*REQUIREMENT*.
Every line from the one containing "ladder handrail and record the coordinates." through the end of the listing below goes in the output, exactly and without pictures.

========================

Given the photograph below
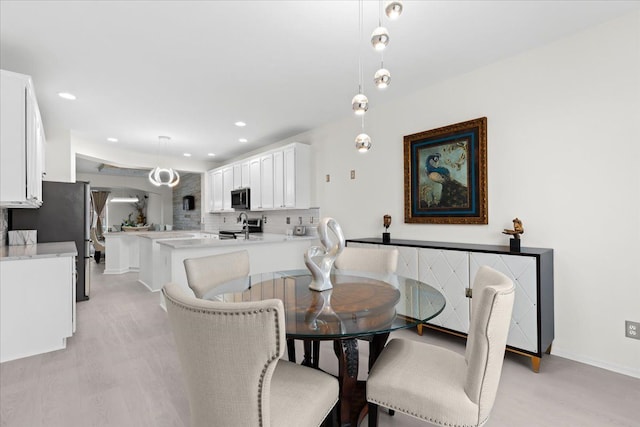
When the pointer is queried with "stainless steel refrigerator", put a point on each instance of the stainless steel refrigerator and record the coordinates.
(65, 215)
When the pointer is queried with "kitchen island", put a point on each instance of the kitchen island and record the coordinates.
(37, 298)
(123, 249)
(267, 252)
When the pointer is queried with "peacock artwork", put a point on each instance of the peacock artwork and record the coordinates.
(446, 174)
(444, 180)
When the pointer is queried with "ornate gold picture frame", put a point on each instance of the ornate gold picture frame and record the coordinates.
(445, 174)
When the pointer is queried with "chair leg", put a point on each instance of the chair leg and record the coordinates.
(291, 350)
(372, 410)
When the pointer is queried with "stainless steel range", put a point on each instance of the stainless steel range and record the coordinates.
(255, 226)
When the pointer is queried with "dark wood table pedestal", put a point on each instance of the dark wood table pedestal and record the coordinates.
(353, 394)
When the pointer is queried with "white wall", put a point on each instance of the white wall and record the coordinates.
(563, 156)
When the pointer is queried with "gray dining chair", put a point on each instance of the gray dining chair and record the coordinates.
(438, 385)
(205, 273)
(230, 354)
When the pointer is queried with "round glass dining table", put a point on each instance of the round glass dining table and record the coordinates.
(360, 305)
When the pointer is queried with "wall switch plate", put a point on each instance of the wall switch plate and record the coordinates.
(632, 329)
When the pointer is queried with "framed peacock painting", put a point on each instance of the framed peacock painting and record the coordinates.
(445, 174)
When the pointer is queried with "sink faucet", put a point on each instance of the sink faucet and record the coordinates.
(245, 224)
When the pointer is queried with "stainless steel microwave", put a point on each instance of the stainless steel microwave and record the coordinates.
(240, 199)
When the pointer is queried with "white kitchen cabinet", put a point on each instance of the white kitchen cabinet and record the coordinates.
(37, 298)
(245, 178)
(220, 183)
(451, 268)
(277, 179)
(21, 143)
(255, 177)
(216, 190)
(227, 186)
(266, 181)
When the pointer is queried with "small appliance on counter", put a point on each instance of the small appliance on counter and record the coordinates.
(255, 226)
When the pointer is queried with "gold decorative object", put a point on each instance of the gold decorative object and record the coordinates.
(517, 229)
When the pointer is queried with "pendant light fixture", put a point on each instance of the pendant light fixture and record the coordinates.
(382, 77)
(360, 103)
(393, 9)
(164, 176)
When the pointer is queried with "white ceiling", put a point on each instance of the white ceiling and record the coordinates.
(189, 70)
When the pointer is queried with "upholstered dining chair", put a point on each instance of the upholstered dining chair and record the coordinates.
(441, 386)
(230, 354)
(205, 273)
(98, 245)
(371, 260)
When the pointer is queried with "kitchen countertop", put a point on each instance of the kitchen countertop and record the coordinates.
(255, 238)
(39, 250)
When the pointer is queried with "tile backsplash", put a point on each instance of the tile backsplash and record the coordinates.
(273, 221)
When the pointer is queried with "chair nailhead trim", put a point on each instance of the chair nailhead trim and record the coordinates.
(429, 419)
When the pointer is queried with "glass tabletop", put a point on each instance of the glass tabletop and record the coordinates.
(359, 304)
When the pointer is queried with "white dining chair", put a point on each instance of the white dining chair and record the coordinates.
(205, 273)
(230, 354)
(438, 385)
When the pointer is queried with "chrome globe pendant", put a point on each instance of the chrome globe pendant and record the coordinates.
(363, 142)
(382, 78)
(360, 104)
(393, 9)
(380, 38)
(164, 176)
(159, 176)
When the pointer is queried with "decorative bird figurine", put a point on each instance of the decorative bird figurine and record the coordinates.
(434, 171)
(517, 229)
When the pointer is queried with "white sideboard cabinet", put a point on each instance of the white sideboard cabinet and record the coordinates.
(21, 143)
(451, 268)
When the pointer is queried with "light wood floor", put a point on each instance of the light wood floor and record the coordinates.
(120, 369)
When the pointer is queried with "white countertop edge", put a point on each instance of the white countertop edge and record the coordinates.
(202, 243)
(39, 250)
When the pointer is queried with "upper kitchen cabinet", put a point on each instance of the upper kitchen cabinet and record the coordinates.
(291, 177)
(278, 179)
(21, 143)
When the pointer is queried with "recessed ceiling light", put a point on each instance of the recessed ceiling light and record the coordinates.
(67, 95)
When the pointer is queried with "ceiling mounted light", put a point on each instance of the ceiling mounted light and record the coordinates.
(380, 38)
(163, 176)
(382, 78)
(393, 9)
(363, 142)
(360, 104)
(67, 95)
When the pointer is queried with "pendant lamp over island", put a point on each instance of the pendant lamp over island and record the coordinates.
(159, 176)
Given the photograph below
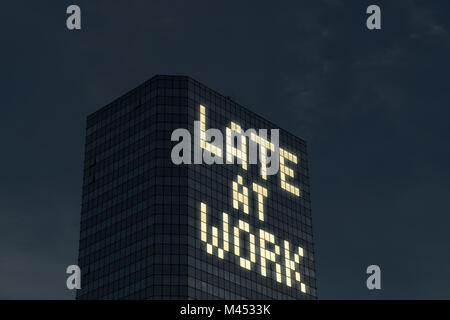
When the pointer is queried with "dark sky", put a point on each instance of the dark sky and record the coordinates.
(372, 105)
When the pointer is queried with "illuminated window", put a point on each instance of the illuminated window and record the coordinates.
(240, 150)
(214, 233)
(262, 193)
(239, 197)
(245, 263)
(290, 266)
(266, 254)
(263, 145)
(286, 171)
(203, 143)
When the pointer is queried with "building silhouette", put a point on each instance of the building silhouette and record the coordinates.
(151, 229)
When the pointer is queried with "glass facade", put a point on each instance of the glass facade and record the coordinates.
(151, 229)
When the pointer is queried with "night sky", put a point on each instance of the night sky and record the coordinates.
(372, 105)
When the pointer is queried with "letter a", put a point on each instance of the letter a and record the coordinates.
(74, 281)
(74, 20)
(373, 21)
(374, 281)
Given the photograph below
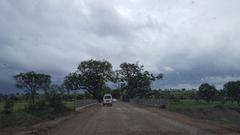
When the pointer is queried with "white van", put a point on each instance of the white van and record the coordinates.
(107, 99)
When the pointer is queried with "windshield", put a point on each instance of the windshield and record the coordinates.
(130, 67)
(107, 97)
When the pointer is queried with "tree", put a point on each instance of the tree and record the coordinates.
(32, 82)
(92, 76)
(232, 90)
(207, 92)
(137, 81)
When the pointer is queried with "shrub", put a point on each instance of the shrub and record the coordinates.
(8, 106)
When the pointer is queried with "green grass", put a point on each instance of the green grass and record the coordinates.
(21, 105)
(69, 104)
(194, 104)
(17, 106)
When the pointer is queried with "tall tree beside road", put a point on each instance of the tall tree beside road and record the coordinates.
(92, 76)
(137, 80)
(32, 82)
(232, 90)
(207, 92)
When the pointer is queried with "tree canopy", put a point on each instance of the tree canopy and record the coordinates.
(207, 92)
(135, 79)
(92, 76)
(32, 82)
(232, 90)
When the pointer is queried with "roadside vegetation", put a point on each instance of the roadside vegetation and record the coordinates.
(42, 100)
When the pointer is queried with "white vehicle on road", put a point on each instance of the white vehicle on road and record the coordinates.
(107, 99)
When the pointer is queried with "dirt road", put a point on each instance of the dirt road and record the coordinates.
(126, 119)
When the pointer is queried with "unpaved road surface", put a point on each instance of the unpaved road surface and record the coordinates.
(126, 119)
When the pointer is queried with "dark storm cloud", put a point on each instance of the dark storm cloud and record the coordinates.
(189, 41)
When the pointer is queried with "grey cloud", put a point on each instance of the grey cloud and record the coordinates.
(188, 41)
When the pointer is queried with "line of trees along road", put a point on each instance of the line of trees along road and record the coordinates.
(133, 81)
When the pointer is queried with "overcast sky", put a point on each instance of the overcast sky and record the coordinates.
(190, 41)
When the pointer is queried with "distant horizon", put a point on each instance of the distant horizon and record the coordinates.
(190, 42)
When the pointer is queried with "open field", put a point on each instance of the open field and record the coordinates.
(194, 104)
(21, 105)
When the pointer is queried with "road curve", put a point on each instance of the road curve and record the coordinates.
(123, 119)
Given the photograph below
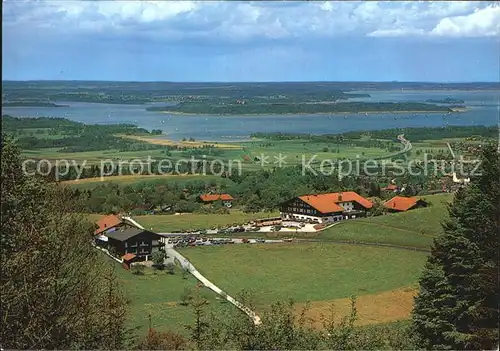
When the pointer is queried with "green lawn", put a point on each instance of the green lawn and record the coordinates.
(89, 183)
(168, 223)
(306, 272)
(359, 231)
(160, 296)
(293, 150)
(415, 228)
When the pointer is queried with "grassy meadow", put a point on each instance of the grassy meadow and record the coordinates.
(306, 272)
(158, 294)
(88, 183)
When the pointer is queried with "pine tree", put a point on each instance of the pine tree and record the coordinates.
(457, 306)
(56, 289)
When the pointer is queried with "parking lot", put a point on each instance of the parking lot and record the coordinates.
(192, 241)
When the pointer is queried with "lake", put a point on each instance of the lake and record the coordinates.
(484, 107)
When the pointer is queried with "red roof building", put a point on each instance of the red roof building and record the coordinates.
(401, 203)
(322, 208)
(106, 223)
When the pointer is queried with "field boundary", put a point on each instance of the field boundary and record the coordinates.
(186, 264)
(365, 243)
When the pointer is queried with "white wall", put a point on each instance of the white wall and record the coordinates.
(302, 217)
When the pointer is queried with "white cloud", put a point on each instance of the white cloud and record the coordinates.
(397, 32)
(483, 22)
(254, 20)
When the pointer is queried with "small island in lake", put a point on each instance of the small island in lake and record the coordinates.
(239, 108)
(445, 101)
(31, 104)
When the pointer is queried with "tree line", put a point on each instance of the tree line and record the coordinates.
(58, 292)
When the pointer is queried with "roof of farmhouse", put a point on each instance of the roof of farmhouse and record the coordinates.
(401, 203)
(327, 203)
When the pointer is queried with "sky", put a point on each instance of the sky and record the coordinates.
(452, 41)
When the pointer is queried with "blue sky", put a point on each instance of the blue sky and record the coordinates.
(251, 41)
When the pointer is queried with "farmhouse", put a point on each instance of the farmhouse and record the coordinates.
(226, 199)
(323, 208)
(401, 203)
(391, 187)
(126, 242)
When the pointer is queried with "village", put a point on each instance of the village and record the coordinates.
(128, 242)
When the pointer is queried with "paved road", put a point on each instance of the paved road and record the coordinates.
(192, 269)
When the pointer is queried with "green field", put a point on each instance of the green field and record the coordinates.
(159, 295)
(415, 228)
(169, 223)
(89, 183)
(291, 150)
(306, 272)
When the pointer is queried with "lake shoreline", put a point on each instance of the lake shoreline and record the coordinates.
(295, 114)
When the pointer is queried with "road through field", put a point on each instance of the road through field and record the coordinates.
(184, 262)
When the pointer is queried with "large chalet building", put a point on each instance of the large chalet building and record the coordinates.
(401, 203)
(325, 208)
(124, 240)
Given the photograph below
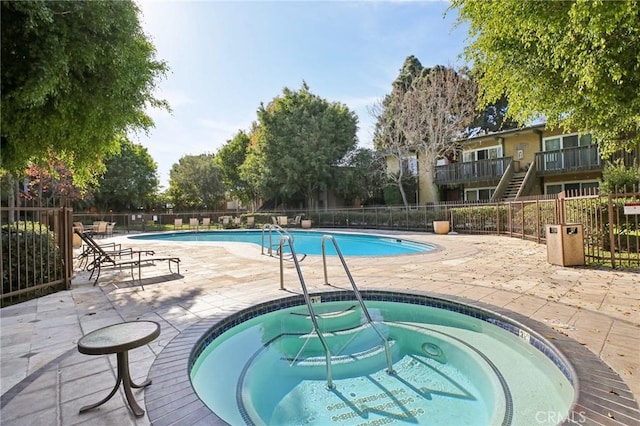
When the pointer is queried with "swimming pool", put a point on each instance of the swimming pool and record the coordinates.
(453, 364)
(305, 242)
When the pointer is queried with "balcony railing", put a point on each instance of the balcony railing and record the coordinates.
(472, 171)
(582, 158)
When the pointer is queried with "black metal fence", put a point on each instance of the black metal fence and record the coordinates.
(37, 243)
(36, 252)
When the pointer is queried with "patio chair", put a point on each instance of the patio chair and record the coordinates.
(101, 228)
(104, 259)
(251, 221)
(94, 251)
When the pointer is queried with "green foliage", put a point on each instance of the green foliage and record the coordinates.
(359, 176)
(75, 75)
(573, 63)
(616, 177)
(229, 159)
(28, 251)
(196, 182)
(130, 181)
(481, 218)
(299, 140)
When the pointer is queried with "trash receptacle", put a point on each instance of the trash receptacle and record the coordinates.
(565, 244)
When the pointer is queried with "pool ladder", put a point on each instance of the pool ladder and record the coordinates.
(287, 238)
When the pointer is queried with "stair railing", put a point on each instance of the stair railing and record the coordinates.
(387, 349)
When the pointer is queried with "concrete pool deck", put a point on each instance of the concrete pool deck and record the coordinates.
(44, 380)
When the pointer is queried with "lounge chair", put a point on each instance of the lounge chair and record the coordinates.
(110, 226)
(105, 259)
(251, 221)
(92, 252)
(101, 228)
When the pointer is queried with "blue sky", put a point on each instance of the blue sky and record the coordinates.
(225, 58)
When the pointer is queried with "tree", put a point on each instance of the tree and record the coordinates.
(428, 110)
(196, 182)
(299, 140)
(437, 109)
(492, 118)
(229, 160)
(573, 63)
(359, 176)
(389, 139)
(75, 76)
(130, 181)
(51, 185)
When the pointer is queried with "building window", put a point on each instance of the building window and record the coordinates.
(478, 194)
(410, 165)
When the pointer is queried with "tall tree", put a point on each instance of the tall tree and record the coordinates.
(229, 159)
(389, 138)
(196, 182)
(75, 75)
(51, 185)
(492, 118)
(573, 63)
(360, 175)
(437, 109)
(301, 137)
(130, 181)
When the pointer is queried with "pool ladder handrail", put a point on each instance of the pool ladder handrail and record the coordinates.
(316, 328)
(271, 228)
(387, 348)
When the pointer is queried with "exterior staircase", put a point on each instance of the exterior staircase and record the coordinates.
(514, 186)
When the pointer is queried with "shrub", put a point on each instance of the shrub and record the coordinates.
(29, 256)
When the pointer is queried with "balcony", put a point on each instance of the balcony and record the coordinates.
(578, 159)
(472, 171)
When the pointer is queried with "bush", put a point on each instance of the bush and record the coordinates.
(29, 256)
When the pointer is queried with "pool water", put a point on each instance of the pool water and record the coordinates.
(305, 242)
(449, 368)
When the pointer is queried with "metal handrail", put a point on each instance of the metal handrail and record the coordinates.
(289, 239)
(387, 349)
(277, 228)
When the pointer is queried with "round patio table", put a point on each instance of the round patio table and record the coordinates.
(119, 339)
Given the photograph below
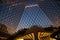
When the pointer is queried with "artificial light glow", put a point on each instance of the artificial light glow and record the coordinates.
(31, 5)
(19, 39)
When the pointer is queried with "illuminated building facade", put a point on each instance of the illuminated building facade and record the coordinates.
(13, 12)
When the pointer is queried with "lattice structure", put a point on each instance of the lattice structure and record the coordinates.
(33, 15)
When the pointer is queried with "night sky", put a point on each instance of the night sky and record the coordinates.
(17, 15)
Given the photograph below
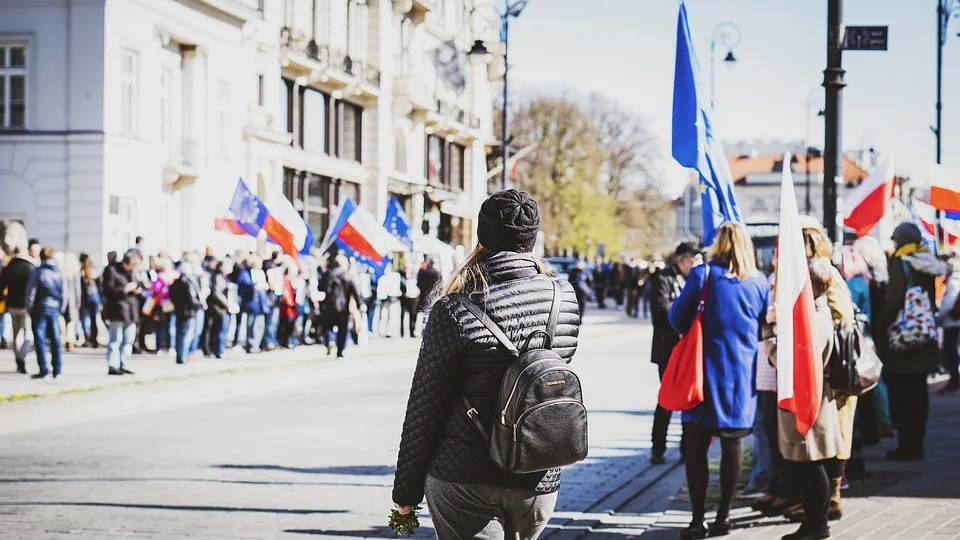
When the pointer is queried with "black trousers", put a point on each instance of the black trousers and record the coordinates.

========================

*SOLUTION*.
When the pointer is queried with "pool ladder handrail", put a point on each instance of the pool ladder handrail and record the coordinates.
(316, 328)
(271, 228)
(387, 348)
When the pointer is queried with "exterior staircase", put a point on each instance of the exterior staircase and record the coordinates.
(514, 186)
When the pointer is queried with "shrub", put a point on each instance of the shrub and record the coordinates.
(29, 256)
When the pointer is queried with "balcony", put a point on each instance of the balcony and record the coordinates.
(578, 159)
(472, 171)
When the pointer is queried with "bush", put a point on each instance of the bush and record the coordinates.
(29, 256)
When the pointer is queried with "pool water", put a point on each instance of the pool water and record the coordinates.
(305, 242)
(449, 368)
When the pointer is queried with "metal handrail", put a point on each instance of the metal handrail and record the coordinates.
(289, 239)
(387, 349)
(277, 228)
When the pointer is queried with "round patio table", put a point on each instance of the round patio table and record the coordinates.
(119, 339)
Given the photograph below
When the pointer is queried with "artificial light glow", put a point on each instance of the artificial light glow and record the coordinates.
(31, 5)
(19, 39)
When the pointer is queried with "illuminated building facade", put a point on each instance of the illuminated building facade and record the coordinates.
(13, 12)
When the pointer is queried with "lattice structure", put a point on each instance of the lattice structure and record the coordinates.
(33, 15)
When the pointer is queried with "night sky", put a point on each instance of the night sky and record the coordinates.
(17, 15)
Given the photograph below
When the pointer is queried with "black trousers", put a point on each instance of the black trousers and record the coordinates.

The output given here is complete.